# SHORT PROBLEM 1
In the forum thread about Spanish toll roads, which two toll roads does the first poster call very busy with mostly Spanish vehicles?
# SHORT PROBLEM 2
Carry the forum thread about Spanish toll roads forward from its last post.

── TEXT BLOCK

Firstly if you never use the toll roads how do you actually know how many Spanish drivers are using them ?
As you will know the toll road network in Spain is small compared to say France and was fiercly resisted at its onset by Spaniards whereas in France it was largely embraced as the way forward for road transport.
I will say that out of the toll roads I use regularly in Spain ,some are very quiet whereas others notably the A8 and the AP1 are very busy with mostly Spanish vehicles.
I was under the impression that the Auotpistas in Spain were financed privately and not from the public purse.
Also you and others are saying that the Spanish national road network is good. Well if that is the case it is only because vast sums of money have been spent in recent years on uprgrading them. Again the roads affected that I use would be the A1 and the A4 where up to maybe 400 miles have been improved and resurfaced in the past few years . Presumably the Spainish are happy about the financing of this as they drive on them for free !


----------



## seanoo (Mar 31, 2007)

BrianJP said:


> Well my MH is 2.75M High and 6.5M long < 3.5 Tonne and I have only ever been charged as Class 1 in spain


 i was sure i was class 1 as well but i was told that i wasnt and that i was class 2, only one way to find out FIIIGHT !!

────
── SOURCE EXCERPT

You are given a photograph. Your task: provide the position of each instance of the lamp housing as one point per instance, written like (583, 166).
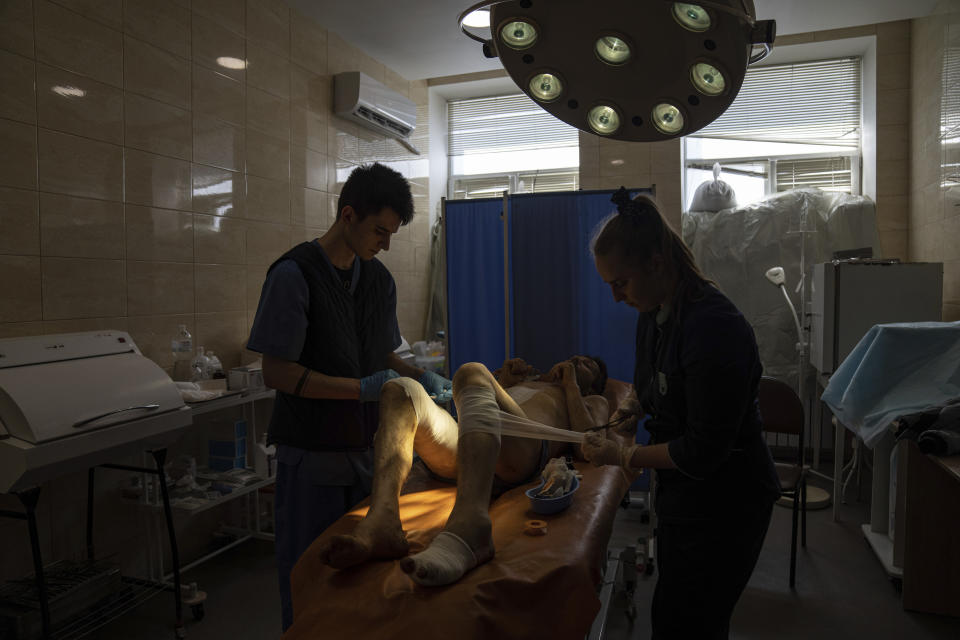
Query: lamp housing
(658, 67)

────

# RESULT 1
The A8 and the AP1.

# RESULT 2
----------



## inkey-2008 (May 24, 2008)

WE have only ever been charge class 1 in Spain even though we have a tag axle van. Same as cars.

Andy


----------



## Qnapper (Jul 26, 2012)

BrianJP said:


> Qnapper said:
> 
> 
> > BrianJP said:
> ...


Firstly as I clearly stated had you read the post fully in most cases the toll roads run parallel to the normal roads so it easy to see the traffic using it. 
If you read as I do each day the Spanish newspapers there is clear evidence that the Spanish people are not using them, however I did not state that EVERY Spaniard was avoiding them totally! I have also stated that I could not comment on France having not used the tolls there ( but I may do at some stage ), however again as I stated before I fully understand why people use them.
The economic crisis in Spain also affects companies operate toll motorways in Spain. Several companies have already gone bankrupt, therefore meaning that local government are having to "plug" the gap. Toll motorways in Spain, which over the past five years, has lost 30 percent of its users and is getting worse. Two companies behind the operation of the country's toll motorways, has filed for bankruptcy, and three are expected to follow. 
At the end of the day you drive your vehicle in your way on the roads you wish to use and I do the same. I'm sure others reading this will also be doing the same.


----------



## Techno100 (May 8, 2010)

Anyone been on the toll road past Bilbao and through that HUGE long tunnel to France? about a £1 last year awesome!!! All the way along I was saying to the wife this is going to cost a packet :evil: What a nice surprise at the end :thumbup:


----------



## BrianJP (Sep 17, 2010)

Qnapper said:


> BrianJP said:
> 
> 
> > Qnapper said:
> ...


Oh dear I obviously touched a nerve ! Sorry.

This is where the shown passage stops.